[Begin]

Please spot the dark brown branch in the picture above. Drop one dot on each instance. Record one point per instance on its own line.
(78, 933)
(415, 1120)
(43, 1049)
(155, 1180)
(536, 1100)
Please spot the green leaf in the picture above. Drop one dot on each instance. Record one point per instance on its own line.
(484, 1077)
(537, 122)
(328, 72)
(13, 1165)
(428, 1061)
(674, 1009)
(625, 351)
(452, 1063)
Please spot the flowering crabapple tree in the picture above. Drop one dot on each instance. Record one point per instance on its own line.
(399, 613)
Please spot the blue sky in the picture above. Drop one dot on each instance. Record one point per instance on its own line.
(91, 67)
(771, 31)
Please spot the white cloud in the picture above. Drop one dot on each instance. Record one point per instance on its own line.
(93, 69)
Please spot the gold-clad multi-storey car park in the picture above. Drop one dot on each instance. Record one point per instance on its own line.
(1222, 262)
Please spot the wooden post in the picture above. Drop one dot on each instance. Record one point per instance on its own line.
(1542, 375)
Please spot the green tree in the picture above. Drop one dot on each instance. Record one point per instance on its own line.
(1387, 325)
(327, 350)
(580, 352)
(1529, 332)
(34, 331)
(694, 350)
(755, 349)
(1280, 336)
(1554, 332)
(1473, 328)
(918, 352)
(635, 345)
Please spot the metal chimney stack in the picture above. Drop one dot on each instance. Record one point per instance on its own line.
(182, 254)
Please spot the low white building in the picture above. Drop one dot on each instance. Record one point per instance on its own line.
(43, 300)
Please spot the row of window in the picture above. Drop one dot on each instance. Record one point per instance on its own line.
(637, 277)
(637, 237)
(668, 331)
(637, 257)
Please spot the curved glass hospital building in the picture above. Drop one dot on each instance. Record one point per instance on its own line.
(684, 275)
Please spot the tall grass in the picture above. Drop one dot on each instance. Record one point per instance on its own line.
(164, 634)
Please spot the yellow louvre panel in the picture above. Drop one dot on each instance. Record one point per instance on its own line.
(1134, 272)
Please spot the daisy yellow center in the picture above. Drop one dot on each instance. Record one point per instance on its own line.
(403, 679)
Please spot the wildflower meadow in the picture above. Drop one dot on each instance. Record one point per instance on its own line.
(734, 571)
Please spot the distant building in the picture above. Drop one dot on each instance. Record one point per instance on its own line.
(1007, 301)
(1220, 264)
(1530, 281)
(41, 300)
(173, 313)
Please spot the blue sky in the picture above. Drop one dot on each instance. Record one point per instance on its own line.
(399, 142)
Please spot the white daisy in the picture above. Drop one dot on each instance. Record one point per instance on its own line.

[End]

Every entry must be output again, exactly as written above.

Please spot the dark brown branch in the picture above. Drop one dot on each instance. Record one point per instance on its own line.
(78, 933)
(415, 1120)
(43, 1049)
(155, 1180)
(536, 1100)
Please spot the green leaf in the picture above. Drop one dot on each instance. Record one point per instance on its own line.
(484, 1077)
(537, 122)
(328, 72)
(13, 1165)
(428, 1061)
(674, 1009)
(625, 351)
(452, 1063)
Please spot the flowering crabapple tree in the picture above. Drop one dot on each instance. Record one point per instance on its own line.
(399, 613)
Please spot the blue sky in the picture above. Drop one dot on each instance. Record one point per instance on its own line.
(91, 67)
(771, 31)
Please spot the white cloud in the picture above. Drop one dot on each instance. Record one point per instance on its own line.
(93, 69)
Please spot the gold-clad multi-storey car park in the picture above. Drop one dot on each instance. Record one point per instance on its own line.
(1222, 262)
Please spot the wooden post in the picture above. Drop one dot on each instance. Record one point per instance on its own line.
(1542, 375)
Please spot the green tree in the picture above. Drop one dot on each instance. Record one point per instance on its own line.
(1387, 325)
(327, 350)
(580, 352)
(1529, 332)
(34, 331)
(694, 350)
(755, 349)
(1280, 336)
(1554, 332)
(1473, 328)
(918, 352)
(635, 345)
Please spot the metal chimney stack in the picture above. Drop one dot on each instance. Record one point per instance on its own line.
(182, 254)
Please spot the low white building in the picture above. Drop one dot on each instance. Record one point per instance on its own line.
(43, 300)
Please spot the row of window in the picture above. Drop one dot on each instance. Record one point per instance on its own line.
(637, 277)
(637, 237)
(668, 331)
(637, 257)
Please spot the curved glass hospital building in the picture above. Drop one dot on each instance. Record one point per instance on its own line.
(684, 275)
Please spot the tall grass in the picture above. Drop one dot on each instance. Record one point per instance on its own line.
(164, 634)
Please spot the yellow louvre panel in the picture above. Drop one dot on each instance. Record one point per instance on its own line.
(1134, 272)
Please spot the daisy yellow center in the picture above. Drop one dot on each instance. Record one point per instance on its own line.
(403, 679)
Please spot the wildflower meadow in the picture above. Drop one dot on each instance. Record one point per instance on its own line.
(734, 571)
Please spot the distant building in the picture above. Drop one dot on each instance. Record one point per instance on its own line.
(1007, 301)
(1220, 264)
(1530, 281)
(41, 300)
(173, 313)
Please spot the blue sky in the picture above. Drop one dot on each instance. Record one point per instance on its own line.
(399, 142)
Please spot the white daisy in the picture above. Drop one dot on each instance. Record one point per instance on its own line.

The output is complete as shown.